Give the data below again exactly as it stands. Omit the pictures.

_Stored items from a collection_
════════
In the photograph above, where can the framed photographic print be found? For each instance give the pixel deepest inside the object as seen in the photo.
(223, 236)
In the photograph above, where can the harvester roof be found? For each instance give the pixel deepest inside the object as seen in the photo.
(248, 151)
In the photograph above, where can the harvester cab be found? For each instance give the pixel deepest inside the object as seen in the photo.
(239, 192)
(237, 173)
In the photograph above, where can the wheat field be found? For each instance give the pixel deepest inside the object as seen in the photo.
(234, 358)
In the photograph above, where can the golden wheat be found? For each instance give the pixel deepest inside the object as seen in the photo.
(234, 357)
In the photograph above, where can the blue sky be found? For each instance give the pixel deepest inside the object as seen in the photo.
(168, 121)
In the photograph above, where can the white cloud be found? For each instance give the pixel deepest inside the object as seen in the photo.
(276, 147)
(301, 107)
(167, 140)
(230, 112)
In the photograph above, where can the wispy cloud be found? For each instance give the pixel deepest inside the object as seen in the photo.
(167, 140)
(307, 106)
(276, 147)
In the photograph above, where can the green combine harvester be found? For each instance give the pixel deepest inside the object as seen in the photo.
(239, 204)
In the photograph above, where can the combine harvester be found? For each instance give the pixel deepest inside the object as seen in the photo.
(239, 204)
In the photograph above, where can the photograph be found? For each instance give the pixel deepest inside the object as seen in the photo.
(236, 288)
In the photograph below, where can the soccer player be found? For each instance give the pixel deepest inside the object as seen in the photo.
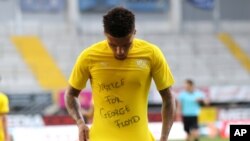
(4, 109)
(120, 69)
(190, 102)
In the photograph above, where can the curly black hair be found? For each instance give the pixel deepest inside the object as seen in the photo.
(119, 22)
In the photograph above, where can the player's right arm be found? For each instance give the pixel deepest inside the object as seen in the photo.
(74, 109)
(77, 81)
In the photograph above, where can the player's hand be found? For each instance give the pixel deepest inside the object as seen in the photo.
(83, 131)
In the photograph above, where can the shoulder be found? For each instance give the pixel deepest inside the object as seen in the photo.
(146, 45)
(92, 49)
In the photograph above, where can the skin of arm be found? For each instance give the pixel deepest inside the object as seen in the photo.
(168, 112)
(74, 109)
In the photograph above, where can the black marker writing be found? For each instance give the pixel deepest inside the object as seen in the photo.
(110, 86)
(127, 122)
(113, 99)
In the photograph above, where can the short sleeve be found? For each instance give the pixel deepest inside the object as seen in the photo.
(4, 104)
(80, 72)
(160, 70)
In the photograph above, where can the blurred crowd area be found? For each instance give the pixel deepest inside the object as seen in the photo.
(207, 41)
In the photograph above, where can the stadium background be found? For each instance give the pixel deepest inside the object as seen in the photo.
(205, 40)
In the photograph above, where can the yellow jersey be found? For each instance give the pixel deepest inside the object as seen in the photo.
(120, 88)
(4, 109)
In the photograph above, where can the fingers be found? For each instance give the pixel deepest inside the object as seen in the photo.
(84, 134)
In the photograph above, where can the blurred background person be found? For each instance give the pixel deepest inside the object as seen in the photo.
(190, 102)
(4, 109)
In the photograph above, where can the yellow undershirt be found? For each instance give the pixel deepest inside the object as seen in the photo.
(4, 109)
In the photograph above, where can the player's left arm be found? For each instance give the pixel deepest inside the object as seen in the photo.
(168, 112)
(203, 100)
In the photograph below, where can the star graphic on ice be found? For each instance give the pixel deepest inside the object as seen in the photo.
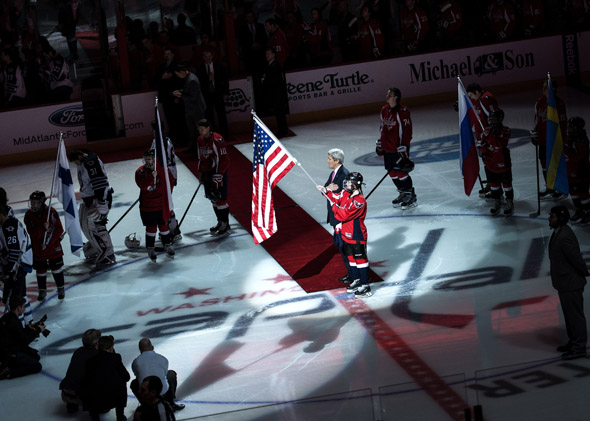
(279, 278)
(378, 264)
(194, 291)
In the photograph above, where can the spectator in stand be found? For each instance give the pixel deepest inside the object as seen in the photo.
(347, 32)
(577, 14)
(318, 40)
(295, 34)
(167, 82)
(533, 23)
(449, 24)
(370, 37)
(205, 45)
(12, 79)
(183, 34)
(274, 91)
(577, 159)
(277, 40)
(71, 385)
(67, 20)
(56, 75)
(194, 103)
(252, 40)
(501, 20)
(215, 87)
(414, 25)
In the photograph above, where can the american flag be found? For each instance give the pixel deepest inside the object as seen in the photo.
(271, 163)
(162, 167)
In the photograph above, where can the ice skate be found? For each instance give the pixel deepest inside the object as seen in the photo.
(509, 207)
(363, 291)
(351, 288)
(152, 254)
(170, 251)
(497, 206)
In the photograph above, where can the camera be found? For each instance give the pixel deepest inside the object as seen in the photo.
(41, 322)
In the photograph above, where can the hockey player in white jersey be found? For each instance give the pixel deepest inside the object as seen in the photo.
(97, 196)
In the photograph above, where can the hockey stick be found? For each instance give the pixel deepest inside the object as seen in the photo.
(380, 181)
(125, 214)
(535, 214)
(190, 204)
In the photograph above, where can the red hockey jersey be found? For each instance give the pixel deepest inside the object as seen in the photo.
(351, 211)
(396, 128)
(35, 223)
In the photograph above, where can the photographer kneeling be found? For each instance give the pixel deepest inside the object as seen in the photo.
(17, 358)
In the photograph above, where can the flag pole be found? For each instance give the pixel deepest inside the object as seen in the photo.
(52, 185)
(160, 133)
(189, 204)
(377, 185)
(480, 123)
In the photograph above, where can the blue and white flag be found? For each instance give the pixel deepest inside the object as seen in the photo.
(64, 191)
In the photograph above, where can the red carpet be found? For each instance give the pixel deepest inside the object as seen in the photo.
(301, 246)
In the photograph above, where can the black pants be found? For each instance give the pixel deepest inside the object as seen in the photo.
(170, 395)
(572, 306)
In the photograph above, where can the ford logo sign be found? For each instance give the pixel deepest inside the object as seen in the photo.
(68, 116)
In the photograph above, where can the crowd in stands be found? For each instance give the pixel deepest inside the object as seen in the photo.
(31, 72)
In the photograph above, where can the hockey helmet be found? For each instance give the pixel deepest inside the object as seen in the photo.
(37, 200)
(404, 164)
(496, 117)
(353, 181)
(132, 242)
(575, 125)
(148, 158)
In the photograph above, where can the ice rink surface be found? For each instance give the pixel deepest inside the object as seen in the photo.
(466, 309)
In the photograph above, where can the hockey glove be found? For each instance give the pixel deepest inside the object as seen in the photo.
(378, 149)
(534, 137)
(217, 181)
(402, 150)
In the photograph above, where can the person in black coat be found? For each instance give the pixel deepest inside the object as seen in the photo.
(215, 88)
(71, 384)
(568, 272)
(336, 179)
(17, 358)
(105, 384)
(274, 92)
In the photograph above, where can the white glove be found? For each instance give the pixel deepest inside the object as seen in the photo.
(102, 207)
(217, 180)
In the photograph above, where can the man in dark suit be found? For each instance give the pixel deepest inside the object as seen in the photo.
(215, 88)
(105, 384)
(336, 178)
(568, 272)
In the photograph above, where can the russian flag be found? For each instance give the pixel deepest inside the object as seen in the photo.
(468, 154)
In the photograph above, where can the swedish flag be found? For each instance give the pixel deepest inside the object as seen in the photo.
(556, 170)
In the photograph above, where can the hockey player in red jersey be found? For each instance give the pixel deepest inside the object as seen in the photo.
(539, 132)
(350, 208)
(394, 145)
(484, 102)
(577, 159)
(152, 185)
(45, 230)
(213, 165)
(496, 158)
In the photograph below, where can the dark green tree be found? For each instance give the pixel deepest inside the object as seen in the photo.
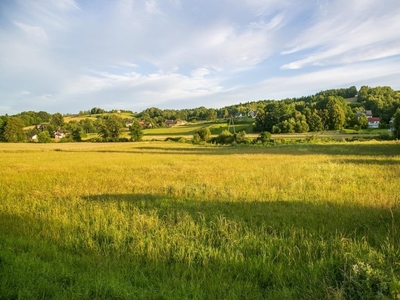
(204, 133)
(110, 128)
(76, 134)
(396, 124)
(57, 120)
(315, 122)
(136, 131)
(14, 131)
(363, 121)
(336, 113)
(44, 137)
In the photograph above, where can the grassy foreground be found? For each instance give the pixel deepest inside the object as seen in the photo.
(175, 221)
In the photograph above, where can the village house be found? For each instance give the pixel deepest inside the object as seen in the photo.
(170, 123)
(367, 113)
(252, 114)
(373, 122)
(59, 134)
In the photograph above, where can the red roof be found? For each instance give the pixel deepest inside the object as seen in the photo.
(374, 119)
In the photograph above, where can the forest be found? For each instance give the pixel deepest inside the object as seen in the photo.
(332, 109)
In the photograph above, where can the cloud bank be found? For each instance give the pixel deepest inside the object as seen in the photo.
(66, 55)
════════
_YOUR RESPONSE_
In the photograph above, where can the framed photographic print be found? For each instance give the pixel deepest inside the object as seen in the photo.
(223, 236)
In the photograph above, where can the harvester roof be found? For each instance give the pixel deepest inside the object as seen in the photo.
(248, 151)
In the photograph above, where can the harvester cab be found? For each instance give the pixel deepest inside the object as seen in the photo.
(239, 192)
(237, 173)
In the photograph above, where can the wheat field be found? For each instance give the pixel deepest inside the object as seen in the photo.
(234, 358)
In the photograph above, where can the golden wheat be found? For each instance give the pixel deepest inside the object as seen in the photo.
(234, 357)
In the photograph above, where can the blue sky be found? For each instance give the pixel deepest inside the object as seen in the photo.
(168, 121)
In the photograph above, where can the white cloud be found? For each instance give the pixel deepest inside the object as seen in the photo.
(276, 147)
(301, 107)
(167, 140)
(230, 112)
In the photograph above, where can the wispy cloud be found? For each instance give the pixel deepest inside the object as seen in the photo.
(167, 140)
(307, 106)
(276, 147)
In the photograph above, where can the green combine harvester be found? For each instance give the pixel deepest inside the object as seen in the photo.
(239, 204)
In the photograph above, where can the combine harvester be found? For each instance give the pixel deepest inside the object as seen in the photo.
(239, 204)
In the photograph above, where can the photograph be found? For each instance give the pixel deepest inside the object as seen in the photo.
(236, 288)
In the photograph below, where can the soccer player be found? For each instance give the pixel deepest inside the object as seen in the photo.
(4, 109)
(120, 69)
(190, 102)
In the photograph above, where can the curly black hair be found? For each instance give the pixel deepest inside the object as seen in the photo.
(119, 22)
In the photograph above, where can the player's right arm be found? For each instance give the pixel deepest inside the object as seen in the photo.
(74, 109)
(77, 81)
In the photograph above, where can the player's hand be found? For each instance give the pixel deepest inside the object as seen in the photo.
(83, 131)
In the photograph above, where can the shoulder be found? For each instance give the pixel deepest inside the object as seen in the photo.
(146, 45)
(92, 49)
In the photograph above, where can the skin of arm be found? For each instance give the pixel deepest inside the object as seen in the photo.
(168, 112)
(74, 109)
In the photograph above, where can the black marker writing be found? For each instance give the pixel deepest inside the object as seen in the photo.
(110, 86)
(127, 122)
(113, 99)
In the photograph above, where can the short sleeve be found? For each instance give the pixel deepest inside the object as seen in the photo.
(4, 104)
(80, 72)
(160, 70)
In the photograph above, where can the blurred crowd area be found? For each instance give the pixel deepest inside the object as seen in the photo.
(207, 41)
In the photograph above, where can the stadium background be found? For each instance give the pixel deepest inside the object as seen in the photo.
(205, 40)
In the photograph above, where can the yellow jersey be found? For each instance give the pixel deepest inside the object as seen in the photo.
(120, 88)
(4, 109)
In the photograph above, where can the fingers be found? For each instance give the pixel deepest inside the object as seen in the photo.
(84, 134)
In the photograph above, where can the blurred background person be found? For each instance give the pixel deepest inside the object as seen in the photo.
(190, 102)
(4, 109)
In the photograph above, where can the yellow undershirt be found? For each instance give the pixel deepest inside the object as seen in the photo.
(4, 109)
In the photograph above, where can the player's left arm be found? For each instance give the pixel deepest inside the object as seen in the photo.
(168, 112)
(203, 100)
In the photograph below, where can the star graphic on ice be found? For each instance give the pixel deepest inside the object as seen in the photo.
(279, 278)
(378, 264)
(194, 291)
In the photograph above, where can the spectator in stand be found? For each instance give the pixel deepest inside the object as seen in the photo.
(347, 32)
(577, 14)
(318, 40)
(295, 34)
(167, 82)
(533, 23)
(449, 24)
(370, 37)
(205, 45)
(12, 79)
(183, 34)
(274, 91)
(577, 159)
(277, 40)
(71, 385)
(67, 20)
(56, 75)
(194, 103)
(252, 40)
(501, 20)
(215, 87)
(414, 25)
In the photograph above, where can the american flag be found? For each instance give the pixel deepest inside the object as seen in the photo.
(271, 163)
(162, 167)
In the photograph above, where can the ice skate be found? For each instance give the pixel deepest inside the object as seen in the photo.
(509, 207)
(363, 291)
(351, 288)
(152, 254)
(170, 251)
(497, 206)
In the photograph above, where can the camera be found? For each instance give the pixel deepest inside the object as seen in the photo.
(41, 322)
In the photograph above, where can the hockey player in white jersey be found? For each instance give the pixel deepest inside the object as seen in the photo.
(97, 196)
In the photograph above, where can the hockey stick be found? For each instance give the pixel deepest inside the object as seen in the photo.
(380, 181)
(125, 214)
(535, 214)
(190, 204)
In the photograph above, where can the red hockey jersey be found? For each instance give the pixel deepest inside the object as seen in the photo.
(351, 211)
(396, 128)
(35, 223)
In the photograph above, where can the photographer kneeling be found? For each instance give the pixel deepest inside the object as seen in the photo.
(17, 358)
In the photograph above, where can the flag pole be found? For each instance give the pixel deepest inside the object as seen in the photo.
(52, 185)
(160, 133)
(189, 204)
(377, 185)
(480, 123)
In the photograph above, where can the blue and white flag be found? For each instance give the pixel deepest inside the object as seen in the photo.
(64, 191)
In the photograph above, where can the red carpet be found? For each instance give the pixel deepest inside the object as seen in the photo.
(301, 246)
In the photograph above, where can the black pants be found? For each instance give the pixel deepest inside the object as seen in the photo.
(170, 395)
(572, 306)
In the photograph above, where can the ford logo sign be found? For each instance give the pixel deepest inside the object as seen in the photo.
(68, 116)
In the photograph above, where can the crowd in stands be found? For each instance give the pixel deepest inside the object as seen in the photo.
(31, 72)
In the photograph above, where can the hockey helmet be found? For each instance give the pixel deepest inside the object as seen in the photo.
(37, 200)
(404, 164)
(496, 117)
(353, 181)
(132, 242)
(575, 125)
(148, 158)
In the photograph above, where can the ice rink surface be found? For each instance give the pixel deepest inside the object as seen in the photo.
(466, 309)
In the photograph above, where can the hockey glove be found? For each instance give the pixel deepest inside the object as seen in the photo.
(378, 149)
(534, 137)
(217, 181)
(402, 150)
In the photograph above, where can the person in black coat be found? For each instance give the pixel deepest inside the object as seen in the photo.
(215, 88)
(71, 384)
(568, 272)
(336, 179)
(17, 358)
(105, 384)
(274, 92)
In the photograph above, where can the white glove be found? For each instance give the pixel deepest inside the object as seen in the photo.
(102, 207)
(217, 180)
In the photograph above, where can the man in dark suit be found? For each instance give the pixel deepest inside the object as seen in the photo.
(215, 88)
(105, 384)
(336, 178)
(568, 272)
In the photograph above, where can the russian flag be found? For each instance give the pixel deepest inside the object as seen in the photo.
(468, 154)
In the photograph above, where can the swedish flag be found? For each instance give the pixel deepest inside the object as seen in the photo.
(556, 170)
In the photograph above, where can the hockey player in red jersey be found? For each instance give the pixel deepest inside the object as seen in the photo.
(539, 132)
(350, 208)
(394, 145)
(484, 102)
(577, 159)
(152, 185)
(45, 230)
(213, 165)
(496, 158)
In the photograph below, where can the dark green tree be found? For each instance give the pixel deepest inside the object as seen in the photo.
(204, 133)
(110, 128)
(76, 134)
(396, 124)
(57, 120)
(315, 122)
(136, 131)
(14, 131)
(363, 121)
(336, 113)
(44, 137)
In the photograph above, where can the grassy foreground be found? For each instance give the pixel deepest inside the object as seen in the photo.
(175, 221)
In the photograph above, where can the village house be found? For each instance give the pixel deepest inside the object as seen in the photo.
(170, 123)
(367, 113)
(252, 114)
(373, 122)
(59, 134)
In the photograph above, where can the red roof be found? For each instance give the pixel deepest inside the object as seen in the photo.
(374, 119)
In the photograph above, where can the forest be found? For each instance give the pixel deepest inside the object as seen in the photo.
(332, 109)
In the photograph above, where can the cloud bank be found? For each instance give the pixel deepest inside the object as seen in the photo.
(66, 55)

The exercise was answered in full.